Could you repeat the records below exactly, leaving out any pictures?

*Records for this task:*
++++
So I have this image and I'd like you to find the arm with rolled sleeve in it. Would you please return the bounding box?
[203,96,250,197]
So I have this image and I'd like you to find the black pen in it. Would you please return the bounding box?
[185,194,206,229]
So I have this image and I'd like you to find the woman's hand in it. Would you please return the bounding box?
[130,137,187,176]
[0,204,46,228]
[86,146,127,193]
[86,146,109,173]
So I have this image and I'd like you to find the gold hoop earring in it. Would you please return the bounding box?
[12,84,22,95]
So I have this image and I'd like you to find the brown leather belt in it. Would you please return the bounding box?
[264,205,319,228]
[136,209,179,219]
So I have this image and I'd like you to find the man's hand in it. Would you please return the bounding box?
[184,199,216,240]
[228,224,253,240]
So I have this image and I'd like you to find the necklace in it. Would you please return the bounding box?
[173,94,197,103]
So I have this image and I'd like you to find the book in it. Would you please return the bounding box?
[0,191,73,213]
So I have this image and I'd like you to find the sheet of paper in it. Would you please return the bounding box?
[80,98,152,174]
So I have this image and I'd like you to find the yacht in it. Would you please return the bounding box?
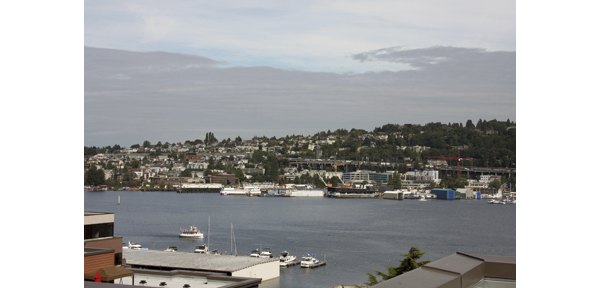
[179,226,204,238]
[258,248,273,258]
[250,249,260,258]
[127,241,142,249]
[194,245,208,254]
[165,246,177,252]
[279,251,300,267]
[300,254,326,268]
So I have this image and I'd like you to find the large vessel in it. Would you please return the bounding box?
[279,251,300,267]
[221,186,262,196]
[300,254,326,268]
[290,185,325,197]
[179,226,204,238]
[326,187,382,198]
[177,183,223,193]
[258,248,273,258]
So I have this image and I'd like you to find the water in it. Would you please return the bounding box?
[84,191,516,288]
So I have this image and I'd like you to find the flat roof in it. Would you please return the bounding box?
[83,247,115,256]
[123,249,279,273]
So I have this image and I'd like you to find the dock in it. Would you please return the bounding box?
[123,249,280,281]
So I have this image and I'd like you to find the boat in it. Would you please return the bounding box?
[177,183,223,193]
[165,246,177,252]
[250,249,260,258]
[221,187,248,196]
[179,226,204,238]
[258,248,273,258]
[300,254,327,268]
[279,251,300,267]
[194,245,208,254]
[488,199,506,205]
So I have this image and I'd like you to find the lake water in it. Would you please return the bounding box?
[84,191,516,288]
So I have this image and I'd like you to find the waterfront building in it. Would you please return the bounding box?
[431,188,457,200]
[341,170,393,184]
[84,211,272,288]
[83,212,133,283]
[372,252,517,288]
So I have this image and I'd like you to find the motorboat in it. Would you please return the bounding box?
[250,249,260,258]
[279,251,300,267]
[300,254,326,268]
[127,241,142,249]
[194,245,208,254]
[165,246,177,252]
[179,226,204,239]
[258,248,273,258]
[488,199,506,205]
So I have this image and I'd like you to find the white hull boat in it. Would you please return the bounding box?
[300,255,326,268]
[179,226,204,239]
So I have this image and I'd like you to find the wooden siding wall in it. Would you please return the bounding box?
[84,237,123,253]
[83,253,115,273]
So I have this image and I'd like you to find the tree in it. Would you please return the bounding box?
[84,165,105,186]
[365,247,430,286]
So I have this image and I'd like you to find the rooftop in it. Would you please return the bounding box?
[123,249,279,273]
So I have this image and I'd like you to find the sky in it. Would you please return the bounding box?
[85,0,516,72]
[84,0,516,146]
[0,0,600,287]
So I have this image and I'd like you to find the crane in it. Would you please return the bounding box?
[427,152,473,178]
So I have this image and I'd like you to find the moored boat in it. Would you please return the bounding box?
[279,251,300,267]
[165,246,177,252]
[250,249,260,258]
[300,254,326,268]
[179,226,204,239]
[258,248,273,258]
[194,245,208,254]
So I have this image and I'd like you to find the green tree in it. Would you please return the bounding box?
[365,247,430,286]
[84,165,105,186]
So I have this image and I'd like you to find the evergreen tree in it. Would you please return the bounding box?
[365,247,430,286]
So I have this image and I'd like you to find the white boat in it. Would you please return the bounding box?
[300,254,326,268]
[258,248,273,258]
[250,249,260,258]
[165,246,177,252]
[279,251,300,267]
[127,241,142,249]
[221,187,248,196]
[488,199,506,205]
[179,226,204,238]
[194,245,208,254]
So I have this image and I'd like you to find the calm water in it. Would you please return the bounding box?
[84,191,516,288]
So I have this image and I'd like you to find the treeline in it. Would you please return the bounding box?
[315,120,516,167]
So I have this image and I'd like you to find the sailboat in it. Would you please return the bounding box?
++++
*Correct output:*
So I have this image and I'd like you to find the arm with rolled sleeve in it. Would you please return the bounding box?
[203,96,250,197]
So I have this image and I'd like you to find the black pen in it. Would you please return the bounding box?
[185,194,206,229]
So I have this image and I'd like you to find the woman's hand in it. Would you please return the bounding box?
[130,137,187,176]
[0,204,46,228]
[86,146,127,193]
[86,146,109,173]
So I have this image and I'd like you to find the gold hoop earring in it. Would you please return the bounding box?
[12,84,22,95]
So I have this image and I'd like you to find the brown leather belt in it. Would you please return the bounding box?
[264,205,319,228]
[136,209,179,219]
So I have this image and I'd like you to find the man's hand in it. Would you please return the bounding box?
[184,199,216,240]
[228,224,253,240]
So I have this image and I'd like you to find the necklace in it. Would you please return the bounding box?
[173,94,197,103]
So I have this image and I'd like you to find the book in it. Would you please return the bounding box?
[0,191,73,213]
So I have this image and I'd like you to find the sheet of paper in it. Would you please return the bounding box?
[80,98,152,174]
So I have this image and I'd like you to find the yacht in it. Would you please return the bounding box?
[179,226,204,238]
[258,248,273,258]
[250,249,260,258]
[127,241,142,249]
[194,245,208,254]
[165,246,177,252]
[279,251,300,267]
[300,254,326,268]
So I have this image and I'd like you to find the large vessel in it. Would you please return the bounding box?
[279,251,300,267]
[221,186,262,196]
[300,254,326,268]
[290,185,325,197]
[179,226,204,238]
[326,187,382,198]
[177,183,223,193]
[258,248,273,258]
So I have this image and I'd like you to find the water in it. Would you please return the bounding box?
[84,191,516,288]
So I have this image and I'd like you to find the flat roof in it. Would you please return the bounding box?
[83,247,115,256]
[123,249,279,273]
So I have this image and I'd like you to find the dock in it. Would you please return the bounding box?
[123,249,280,281]
So I have this image and I'd like you to find the boat in it. Would you please return the bounding box?
[177,183,223,193]
[165,246,177,252]
[250,249,260,258]
[221,187,248,196]
[179,226,204,238]
[258,248,273,258]
[300,254,327,268]
[279,251,300,267]
[194,245,208,254]
[488,199,506,205]
So I have this image and I'd like you to find the lake water in it. Would you please return the bounding box?
[84,191,516,288]
So I have this image and I'd like you to find the waterfront building in it. Would you please return the bounding box?
[431,188,457,200]
[341,170,393,184]
[84,211,272,288]
[83,212,133,283]
[372,252,517,288]
So I have this image and I'd like you to find the motorboat in it. Would you please return the bounding box?
[250,249,260,258]
[279,251,300,267]
[300,254,326,268]
[127,241,142,249]
[194,245,208,254]
[165,246,177,252]
[179,226,204,239]
[258,248,273,258]
[488,199,506,205]
So I have this image and I'd like you to find the white hull boat in it. Would you please return the bounding box?
[300,255,326,268]
[179,226,204,239]
So I have this image and I'd like you to find the wooden siding wall in it. Would you please return the bounding box?
[84,237,123,253]
[83,253,115,273]
So I have this image and I'd like you to find the tree in it. Would you please return the bounding box?
[84,165,105,186]
[365,247,430,286]
So I have this image and I'd like you to find the rooftop in it. Would you please return the bounding box?
[123,249,279,273]
So I have this image and I'd like you to find the sky in it. Would you please return the bounding box?
[85,0,516,72]
[84,0,516,146]
[0,0,600,287]
So I have this image and I'd like you to find the crane in it. Would you please return the bounding box?
[427,152,473,178]
So I have this image and I'd like you to find the moored boat in it. Would you please return the bounding box?
[279,251,300,267]
[165,246,177,252]
[250,249,260,258]
[300,254,326,268]
[179,226,204,239]
[258,248,273,258]
[194,245,208,254]
So I have this image and I'd like you to find the green tree in it. Would you please return the bounding box?
[365,247,430,286]
[84,165,105,186]
So I have this image and I'd like you to find the evergreen tree in it. Would you please return the bounding box?
[365,247,430,286]
So I have this image and I'd like you to find the white boat in it. Would you please return the bounding box?
[300,254,326,268]
[258,248,273,258]
[250,249,260,258]
[165,246,177,252]
[279,251,300,267]
[127,241,142,249]
[221,187,248,196]
[488,199,506,205]
[179,226,204,238]
[194,245,208,254]
So I have this image and I'd like you to find the calm water in it. Would you please return the bounding box?
[84,191,516,288]
So I have this image and I'd like you to find the treeline in it. Would you please return the bounding box?
[315,120,516,167]
So I have this image and I'd like you to find the sailboat in it. Would you please return the bounding box?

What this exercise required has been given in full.